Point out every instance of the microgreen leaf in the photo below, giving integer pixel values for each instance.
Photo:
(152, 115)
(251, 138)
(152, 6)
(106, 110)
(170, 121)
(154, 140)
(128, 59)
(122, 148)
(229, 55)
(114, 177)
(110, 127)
...
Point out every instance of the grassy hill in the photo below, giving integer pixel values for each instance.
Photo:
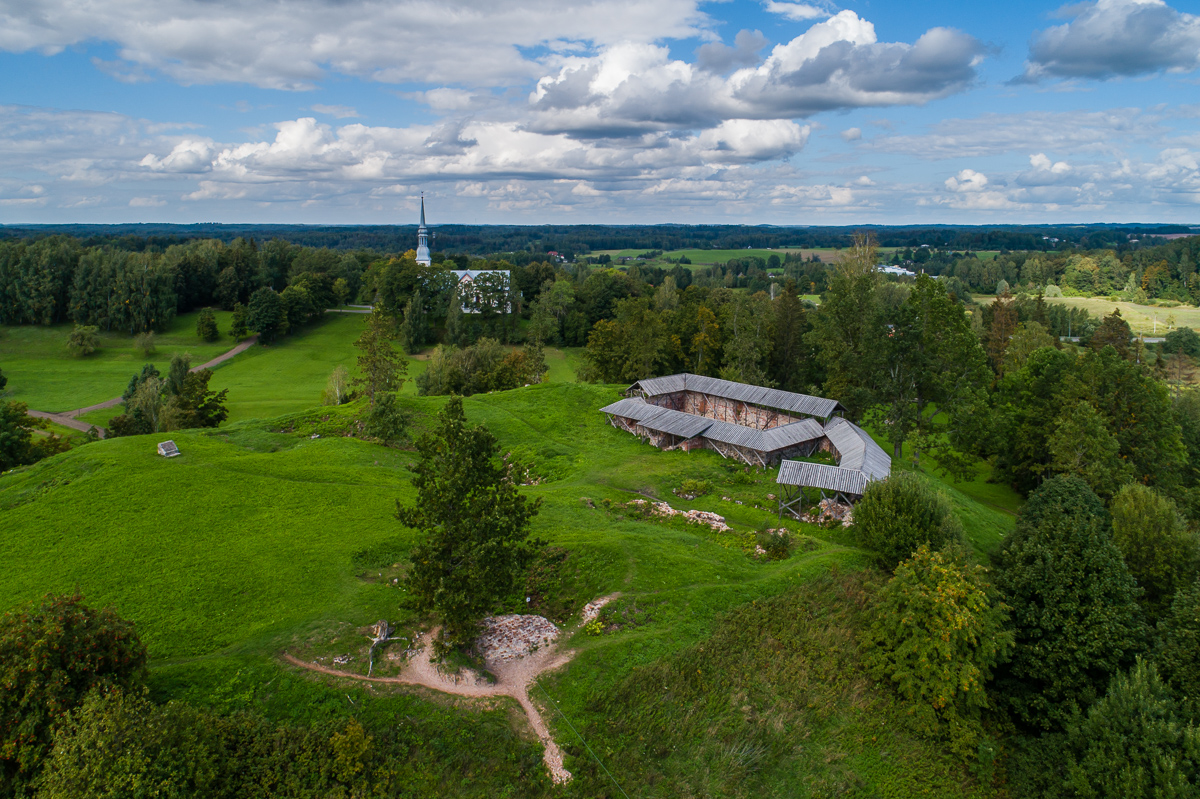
* * *
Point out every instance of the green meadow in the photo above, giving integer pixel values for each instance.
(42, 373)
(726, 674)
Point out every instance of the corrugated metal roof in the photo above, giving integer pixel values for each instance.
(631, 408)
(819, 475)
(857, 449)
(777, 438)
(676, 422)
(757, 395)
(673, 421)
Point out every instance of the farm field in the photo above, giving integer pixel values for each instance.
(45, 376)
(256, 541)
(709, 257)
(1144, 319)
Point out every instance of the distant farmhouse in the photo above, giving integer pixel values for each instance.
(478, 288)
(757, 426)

§ **What the task asks**
All of the lines above that carry the string "below" need to be found and copied.

§ **Response to the task**
Point out every instance of the microgreen leaf in the photo below, giving integer pixel values for each instance.
Point out every instance of the grassy hill in the photo below, giving integer pixel values for each instance.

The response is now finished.